### WHAT THIS TASK INVOLVES
Pick out each line in these entries that contains the string "below".

[Collection entries]
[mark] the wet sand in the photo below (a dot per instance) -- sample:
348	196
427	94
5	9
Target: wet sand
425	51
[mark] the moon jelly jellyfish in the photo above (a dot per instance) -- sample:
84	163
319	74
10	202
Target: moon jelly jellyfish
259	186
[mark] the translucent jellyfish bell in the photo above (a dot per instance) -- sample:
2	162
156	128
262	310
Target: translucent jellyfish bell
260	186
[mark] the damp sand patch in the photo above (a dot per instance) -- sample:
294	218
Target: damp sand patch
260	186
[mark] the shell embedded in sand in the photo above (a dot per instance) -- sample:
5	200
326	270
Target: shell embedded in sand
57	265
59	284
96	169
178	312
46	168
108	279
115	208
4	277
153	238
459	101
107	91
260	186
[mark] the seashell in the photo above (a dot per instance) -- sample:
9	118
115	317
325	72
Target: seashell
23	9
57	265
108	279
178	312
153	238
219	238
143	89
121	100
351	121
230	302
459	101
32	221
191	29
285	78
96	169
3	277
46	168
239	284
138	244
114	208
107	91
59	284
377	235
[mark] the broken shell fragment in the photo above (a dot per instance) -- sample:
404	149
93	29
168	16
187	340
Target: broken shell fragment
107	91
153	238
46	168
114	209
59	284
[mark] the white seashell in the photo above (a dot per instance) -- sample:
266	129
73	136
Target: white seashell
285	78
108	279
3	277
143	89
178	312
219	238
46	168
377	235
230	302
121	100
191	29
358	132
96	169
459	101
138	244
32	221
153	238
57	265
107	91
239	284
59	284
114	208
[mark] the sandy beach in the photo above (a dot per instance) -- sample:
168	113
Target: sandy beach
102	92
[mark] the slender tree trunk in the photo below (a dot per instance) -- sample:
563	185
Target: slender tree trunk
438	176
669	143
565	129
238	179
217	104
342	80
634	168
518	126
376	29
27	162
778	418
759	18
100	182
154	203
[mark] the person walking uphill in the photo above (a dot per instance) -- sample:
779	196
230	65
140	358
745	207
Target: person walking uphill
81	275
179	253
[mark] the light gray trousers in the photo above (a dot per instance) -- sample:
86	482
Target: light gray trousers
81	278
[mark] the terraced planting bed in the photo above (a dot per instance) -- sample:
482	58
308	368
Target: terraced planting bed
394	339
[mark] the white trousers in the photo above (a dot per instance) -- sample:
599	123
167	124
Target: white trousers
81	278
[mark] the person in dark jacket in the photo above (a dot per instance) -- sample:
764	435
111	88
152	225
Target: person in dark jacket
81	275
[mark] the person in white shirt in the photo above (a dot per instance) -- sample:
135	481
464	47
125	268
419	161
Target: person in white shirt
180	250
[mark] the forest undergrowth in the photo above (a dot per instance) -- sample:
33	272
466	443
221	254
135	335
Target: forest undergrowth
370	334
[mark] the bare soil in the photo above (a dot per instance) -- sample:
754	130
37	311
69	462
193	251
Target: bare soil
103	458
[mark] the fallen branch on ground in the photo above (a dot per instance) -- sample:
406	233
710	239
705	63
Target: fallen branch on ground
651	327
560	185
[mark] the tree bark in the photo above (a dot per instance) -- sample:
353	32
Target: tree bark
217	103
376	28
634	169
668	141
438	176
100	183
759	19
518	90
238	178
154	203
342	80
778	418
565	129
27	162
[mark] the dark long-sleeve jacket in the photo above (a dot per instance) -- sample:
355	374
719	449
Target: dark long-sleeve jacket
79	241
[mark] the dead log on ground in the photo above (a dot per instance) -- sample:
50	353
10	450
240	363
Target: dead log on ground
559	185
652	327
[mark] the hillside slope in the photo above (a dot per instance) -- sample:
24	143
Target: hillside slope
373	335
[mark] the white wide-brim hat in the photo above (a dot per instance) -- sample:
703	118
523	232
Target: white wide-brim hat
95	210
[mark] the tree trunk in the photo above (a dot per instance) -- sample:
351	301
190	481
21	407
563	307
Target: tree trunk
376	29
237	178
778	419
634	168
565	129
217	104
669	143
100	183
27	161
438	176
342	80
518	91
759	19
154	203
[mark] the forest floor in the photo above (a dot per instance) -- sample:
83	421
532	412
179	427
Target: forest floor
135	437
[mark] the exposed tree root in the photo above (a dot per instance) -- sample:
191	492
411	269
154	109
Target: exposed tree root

### RESULT
[mark] the wet sand in the photo below (a dot per instance) -- sample:
[mark] the slender tree trunk in the photo below (a dot per instance) -- sample:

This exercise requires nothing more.